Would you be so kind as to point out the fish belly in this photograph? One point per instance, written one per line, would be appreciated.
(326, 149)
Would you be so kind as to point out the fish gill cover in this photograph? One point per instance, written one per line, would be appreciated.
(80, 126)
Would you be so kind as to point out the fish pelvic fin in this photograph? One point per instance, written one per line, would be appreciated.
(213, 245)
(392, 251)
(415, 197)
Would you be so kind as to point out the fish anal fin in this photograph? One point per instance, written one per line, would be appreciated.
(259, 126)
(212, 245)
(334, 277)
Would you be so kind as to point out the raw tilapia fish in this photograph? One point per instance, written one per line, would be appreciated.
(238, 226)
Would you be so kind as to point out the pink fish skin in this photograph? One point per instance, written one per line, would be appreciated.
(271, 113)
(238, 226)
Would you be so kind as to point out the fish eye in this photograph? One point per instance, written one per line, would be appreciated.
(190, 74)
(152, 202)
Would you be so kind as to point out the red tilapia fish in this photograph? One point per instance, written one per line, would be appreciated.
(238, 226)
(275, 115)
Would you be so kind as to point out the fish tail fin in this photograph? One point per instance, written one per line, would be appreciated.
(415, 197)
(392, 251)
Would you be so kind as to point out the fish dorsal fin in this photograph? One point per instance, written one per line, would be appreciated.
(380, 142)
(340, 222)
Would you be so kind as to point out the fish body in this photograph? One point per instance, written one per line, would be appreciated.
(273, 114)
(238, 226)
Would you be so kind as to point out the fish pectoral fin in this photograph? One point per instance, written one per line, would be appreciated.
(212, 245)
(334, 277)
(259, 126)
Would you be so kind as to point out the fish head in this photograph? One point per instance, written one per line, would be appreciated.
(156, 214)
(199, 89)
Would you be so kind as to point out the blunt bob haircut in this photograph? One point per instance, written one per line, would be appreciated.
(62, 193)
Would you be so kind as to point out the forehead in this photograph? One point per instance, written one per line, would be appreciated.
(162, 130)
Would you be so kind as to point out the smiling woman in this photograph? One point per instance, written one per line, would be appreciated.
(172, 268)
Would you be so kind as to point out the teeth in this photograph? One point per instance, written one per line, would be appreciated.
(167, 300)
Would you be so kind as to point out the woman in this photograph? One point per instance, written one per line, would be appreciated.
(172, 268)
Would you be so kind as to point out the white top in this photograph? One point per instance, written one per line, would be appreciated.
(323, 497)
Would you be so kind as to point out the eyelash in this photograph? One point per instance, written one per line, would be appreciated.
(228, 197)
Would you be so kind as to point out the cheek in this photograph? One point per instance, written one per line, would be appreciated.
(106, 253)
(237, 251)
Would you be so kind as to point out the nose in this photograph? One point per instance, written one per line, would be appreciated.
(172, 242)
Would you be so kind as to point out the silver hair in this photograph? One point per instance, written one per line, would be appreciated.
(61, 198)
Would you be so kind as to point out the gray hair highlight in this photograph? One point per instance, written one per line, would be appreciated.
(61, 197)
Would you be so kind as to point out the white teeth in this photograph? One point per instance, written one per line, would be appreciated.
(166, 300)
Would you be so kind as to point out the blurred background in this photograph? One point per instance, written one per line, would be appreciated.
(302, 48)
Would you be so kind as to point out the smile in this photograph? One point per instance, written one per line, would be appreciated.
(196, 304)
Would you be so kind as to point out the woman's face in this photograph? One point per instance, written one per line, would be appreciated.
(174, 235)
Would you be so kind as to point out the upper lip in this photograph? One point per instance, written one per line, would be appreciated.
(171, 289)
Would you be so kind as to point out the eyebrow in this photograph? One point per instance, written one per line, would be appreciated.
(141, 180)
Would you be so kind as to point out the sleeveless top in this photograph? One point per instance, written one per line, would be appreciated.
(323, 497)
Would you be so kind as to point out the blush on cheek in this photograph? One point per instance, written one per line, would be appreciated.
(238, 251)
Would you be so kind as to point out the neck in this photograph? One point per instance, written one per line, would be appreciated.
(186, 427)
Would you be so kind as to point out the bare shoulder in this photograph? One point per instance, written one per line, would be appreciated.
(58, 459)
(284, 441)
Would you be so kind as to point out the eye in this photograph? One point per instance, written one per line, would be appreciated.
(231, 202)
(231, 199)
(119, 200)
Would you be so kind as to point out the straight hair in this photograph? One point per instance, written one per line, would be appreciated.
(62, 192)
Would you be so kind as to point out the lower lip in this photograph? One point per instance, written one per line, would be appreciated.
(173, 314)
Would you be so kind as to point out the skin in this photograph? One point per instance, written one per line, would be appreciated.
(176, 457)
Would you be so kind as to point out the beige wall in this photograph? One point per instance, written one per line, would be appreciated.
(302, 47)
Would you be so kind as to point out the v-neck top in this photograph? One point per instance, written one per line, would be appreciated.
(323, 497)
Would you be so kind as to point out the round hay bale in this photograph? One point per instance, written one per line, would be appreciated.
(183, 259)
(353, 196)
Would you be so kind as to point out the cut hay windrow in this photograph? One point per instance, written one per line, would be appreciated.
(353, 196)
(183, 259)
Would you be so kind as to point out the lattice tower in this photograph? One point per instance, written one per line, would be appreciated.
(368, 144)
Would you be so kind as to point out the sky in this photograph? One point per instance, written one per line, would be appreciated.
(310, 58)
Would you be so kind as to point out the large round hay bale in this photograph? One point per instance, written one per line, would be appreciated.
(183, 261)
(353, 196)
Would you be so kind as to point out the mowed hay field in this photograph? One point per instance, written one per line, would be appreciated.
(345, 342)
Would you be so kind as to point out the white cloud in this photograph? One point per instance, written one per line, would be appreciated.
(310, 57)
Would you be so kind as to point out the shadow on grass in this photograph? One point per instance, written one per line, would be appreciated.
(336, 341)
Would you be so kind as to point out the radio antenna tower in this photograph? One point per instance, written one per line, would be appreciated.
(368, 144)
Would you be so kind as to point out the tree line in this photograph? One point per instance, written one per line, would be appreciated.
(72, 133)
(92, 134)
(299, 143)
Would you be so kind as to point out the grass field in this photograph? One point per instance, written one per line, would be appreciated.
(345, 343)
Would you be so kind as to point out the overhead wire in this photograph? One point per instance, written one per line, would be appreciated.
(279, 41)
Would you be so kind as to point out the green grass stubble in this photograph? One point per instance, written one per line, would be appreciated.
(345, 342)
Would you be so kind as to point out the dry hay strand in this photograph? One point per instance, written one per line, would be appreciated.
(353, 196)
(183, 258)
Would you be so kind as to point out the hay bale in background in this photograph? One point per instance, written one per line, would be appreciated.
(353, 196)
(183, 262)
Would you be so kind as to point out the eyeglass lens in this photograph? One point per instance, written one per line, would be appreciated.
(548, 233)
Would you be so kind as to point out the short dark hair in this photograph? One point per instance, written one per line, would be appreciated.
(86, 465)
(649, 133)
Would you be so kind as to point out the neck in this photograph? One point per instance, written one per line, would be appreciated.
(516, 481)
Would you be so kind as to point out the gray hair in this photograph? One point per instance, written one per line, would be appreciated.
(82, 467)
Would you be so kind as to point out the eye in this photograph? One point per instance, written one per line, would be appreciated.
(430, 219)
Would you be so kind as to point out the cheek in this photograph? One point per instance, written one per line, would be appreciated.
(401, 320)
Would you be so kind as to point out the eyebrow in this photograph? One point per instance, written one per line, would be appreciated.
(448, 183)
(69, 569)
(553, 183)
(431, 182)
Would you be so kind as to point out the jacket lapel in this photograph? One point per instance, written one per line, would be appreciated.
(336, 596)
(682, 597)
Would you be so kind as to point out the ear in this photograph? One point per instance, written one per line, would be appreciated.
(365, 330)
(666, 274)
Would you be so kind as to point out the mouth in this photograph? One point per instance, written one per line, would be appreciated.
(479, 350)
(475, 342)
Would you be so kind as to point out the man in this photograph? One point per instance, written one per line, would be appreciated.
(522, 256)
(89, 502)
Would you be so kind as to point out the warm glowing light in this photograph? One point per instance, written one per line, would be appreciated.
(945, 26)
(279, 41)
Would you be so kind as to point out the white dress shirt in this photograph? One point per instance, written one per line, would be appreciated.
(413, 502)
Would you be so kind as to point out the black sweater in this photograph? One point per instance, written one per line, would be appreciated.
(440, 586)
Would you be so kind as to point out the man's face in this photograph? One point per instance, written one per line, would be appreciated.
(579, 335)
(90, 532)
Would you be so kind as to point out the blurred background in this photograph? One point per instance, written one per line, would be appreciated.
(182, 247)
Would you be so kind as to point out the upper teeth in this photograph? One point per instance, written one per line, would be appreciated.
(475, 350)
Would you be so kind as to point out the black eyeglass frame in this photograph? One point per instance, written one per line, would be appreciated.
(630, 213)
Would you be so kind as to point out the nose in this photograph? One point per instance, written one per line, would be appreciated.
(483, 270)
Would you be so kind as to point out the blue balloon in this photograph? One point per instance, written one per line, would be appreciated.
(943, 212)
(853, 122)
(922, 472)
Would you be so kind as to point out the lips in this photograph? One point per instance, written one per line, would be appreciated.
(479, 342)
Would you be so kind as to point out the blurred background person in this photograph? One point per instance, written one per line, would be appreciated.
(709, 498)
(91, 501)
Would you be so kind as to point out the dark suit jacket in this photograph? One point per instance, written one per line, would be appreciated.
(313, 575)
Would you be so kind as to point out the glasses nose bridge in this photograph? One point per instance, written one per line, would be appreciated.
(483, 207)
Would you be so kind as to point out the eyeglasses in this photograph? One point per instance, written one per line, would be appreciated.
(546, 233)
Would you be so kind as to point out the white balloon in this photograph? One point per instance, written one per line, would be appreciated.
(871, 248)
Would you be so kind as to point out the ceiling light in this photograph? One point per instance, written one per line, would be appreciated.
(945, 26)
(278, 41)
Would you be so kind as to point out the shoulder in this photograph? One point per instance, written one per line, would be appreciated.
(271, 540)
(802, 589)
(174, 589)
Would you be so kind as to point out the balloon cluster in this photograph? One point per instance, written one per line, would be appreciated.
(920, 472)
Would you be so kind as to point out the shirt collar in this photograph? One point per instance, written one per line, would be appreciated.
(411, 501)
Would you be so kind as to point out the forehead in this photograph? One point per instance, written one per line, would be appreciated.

★ ★ ★ ★ ★ ★ ★

### THE TASK
Type out exactly the span of lines from the one with "the white balloon" to the end of the material above, counting both end lines, and nothing else.

### YOUR RESPONSE
Would you be so kind as to point out the white balloon in this photograph? One point per instance, written one per line, would be appreciated.
(871, 248)
Would you be so kind as to point out the ceiling light in this photograph? One point per instance, written one per line, would be appreciated.
(945, 26)
(278, 41)
Would you be so kind as to point out the shoulder in this photograph? One point per instance, written one per line, would be appreciated.
(271, 540)
(802, 589)
(174, 589)
Would you be so kind as to point out the balloon cluster in this photograph? One point per instance, written one per line, would be appreciated.
(920, 472)
Would you be so kind as to point out the shirt collar in this photograph? One point per instance, written one per line, would be appreciated.
(411, 501)
Would you be so kind as to point out the forehead in this photograph? One point per instance, written one per line, would be appreciated.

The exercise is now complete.